* _ЗАДАНИЕ_
Извлеките из материала ниже каждую строку, где встречается слово «lamp». Регистр букв учитывается.

* _ИСХОДНЫЕ ДАННЫЕ_

_____

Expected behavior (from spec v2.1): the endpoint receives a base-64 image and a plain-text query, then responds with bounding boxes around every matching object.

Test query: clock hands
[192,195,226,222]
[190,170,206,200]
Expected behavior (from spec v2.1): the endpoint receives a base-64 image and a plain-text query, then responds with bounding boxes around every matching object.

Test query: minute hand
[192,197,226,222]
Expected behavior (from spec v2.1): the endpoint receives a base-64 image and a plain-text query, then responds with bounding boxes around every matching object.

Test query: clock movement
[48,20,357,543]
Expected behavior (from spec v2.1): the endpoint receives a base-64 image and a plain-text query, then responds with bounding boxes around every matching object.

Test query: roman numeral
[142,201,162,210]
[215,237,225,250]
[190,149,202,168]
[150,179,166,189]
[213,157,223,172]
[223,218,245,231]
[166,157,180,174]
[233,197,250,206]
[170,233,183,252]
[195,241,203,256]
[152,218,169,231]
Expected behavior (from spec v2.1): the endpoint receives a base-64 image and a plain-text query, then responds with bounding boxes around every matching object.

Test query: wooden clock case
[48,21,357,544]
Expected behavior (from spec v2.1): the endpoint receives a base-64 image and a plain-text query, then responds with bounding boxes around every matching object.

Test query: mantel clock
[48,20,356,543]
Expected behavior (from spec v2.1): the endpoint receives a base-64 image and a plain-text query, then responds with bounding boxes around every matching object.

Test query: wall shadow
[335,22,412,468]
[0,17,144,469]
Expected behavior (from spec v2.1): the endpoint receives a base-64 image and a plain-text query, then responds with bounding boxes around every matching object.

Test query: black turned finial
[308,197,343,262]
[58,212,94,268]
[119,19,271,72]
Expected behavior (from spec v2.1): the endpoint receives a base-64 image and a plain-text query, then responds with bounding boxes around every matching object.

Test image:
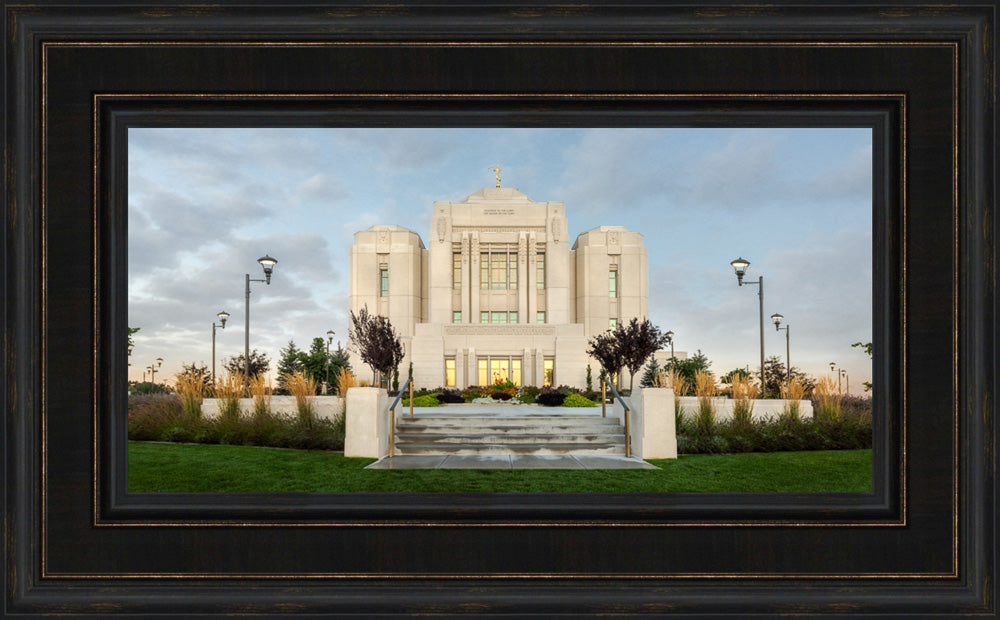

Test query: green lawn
[128,441,872,493]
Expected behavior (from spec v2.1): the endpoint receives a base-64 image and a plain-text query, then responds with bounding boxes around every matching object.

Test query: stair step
[396,433,625,446]
[396,415,621,427]
[396,422,624,435]
[396,441,625,456]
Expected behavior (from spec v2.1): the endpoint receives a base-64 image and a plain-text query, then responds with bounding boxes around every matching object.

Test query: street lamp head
[257,254,278,284]
[771,312,785,331]
[729,257,750,286]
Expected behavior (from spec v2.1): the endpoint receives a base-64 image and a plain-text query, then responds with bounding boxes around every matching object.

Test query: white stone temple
[350,177,649,388]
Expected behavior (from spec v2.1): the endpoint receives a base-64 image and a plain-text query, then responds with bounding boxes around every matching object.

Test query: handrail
[601,379,632,458]
[389,377,413,458]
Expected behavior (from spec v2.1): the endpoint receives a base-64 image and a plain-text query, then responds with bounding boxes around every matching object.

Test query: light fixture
[729,258,750,286]
[257,254,278,284]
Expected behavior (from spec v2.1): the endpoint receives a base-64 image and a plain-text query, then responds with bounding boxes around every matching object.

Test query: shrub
[128,381,173,396]
[563,394,597,407]
[437,389,465,403]
[535,390,566,407]
[462,385,483,402]
[399,394,441,407]
[334,366,358,396]
[128,395,345,450]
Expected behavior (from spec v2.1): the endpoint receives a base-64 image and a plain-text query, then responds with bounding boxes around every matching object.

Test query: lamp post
[323,329,336,394]
[243,254,278,389]
[148,357,163,385]
[771,312,792,382]
[729,258,767,396]
[212,310,229,385]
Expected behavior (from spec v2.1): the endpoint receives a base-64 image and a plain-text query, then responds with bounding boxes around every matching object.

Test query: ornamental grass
[250,374,274,417]
[174,372,205,418]
[665,368,688,432]
[732,375,757,426]
[215,371,243,420]
[694,370,716,434]
[813,377,841,421]
[781,379,806,422]
[285,370,319,424]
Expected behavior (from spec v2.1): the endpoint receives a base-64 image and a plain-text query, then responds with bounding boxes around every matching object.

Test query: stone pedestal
[344,387,390,458]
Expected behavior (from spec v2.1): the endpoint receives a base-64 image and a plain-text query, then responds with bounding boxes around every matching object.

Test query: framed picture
[4,4,997,617]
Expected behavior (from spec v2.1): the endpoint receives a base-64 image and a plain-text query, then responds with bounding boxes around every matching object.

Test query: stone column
[469,233,479,323]
[462,233,474,323]
[517,231,534,323]
[524,232,538,322]
[463,347,479,387]
[455,349,469,390]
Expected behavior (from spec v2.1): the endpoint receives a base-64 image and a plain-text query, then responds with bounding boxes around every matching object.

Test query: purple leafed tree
[615,318,670,390]
[587,326,625,388]
[350,306,403,384]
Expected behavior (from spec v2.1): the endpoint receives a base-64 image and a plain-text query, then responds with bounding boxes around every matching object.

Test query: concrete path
[396,403,611,418]
[365,456,659,469]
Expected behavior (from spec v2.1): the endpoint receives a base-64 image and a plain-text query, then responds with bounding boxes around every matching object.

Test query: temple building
[350,174,649,388]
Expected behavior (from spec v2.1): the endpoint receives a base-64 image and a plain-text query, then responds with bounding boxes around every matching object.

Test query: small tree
[851,342,873,392]
[275,340,305,394]
[615,317,670,391]
[663,349,712,392]
[758,355,816,395]
[175,362,215,393]
[128,327,142,366]
[587,326,625,387]
[639,359,660,387]
[350,306,403,386]
[222,349,271,389]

_____

* _ОТВЕТ_
Test query: street lamp head
Test query: lamp post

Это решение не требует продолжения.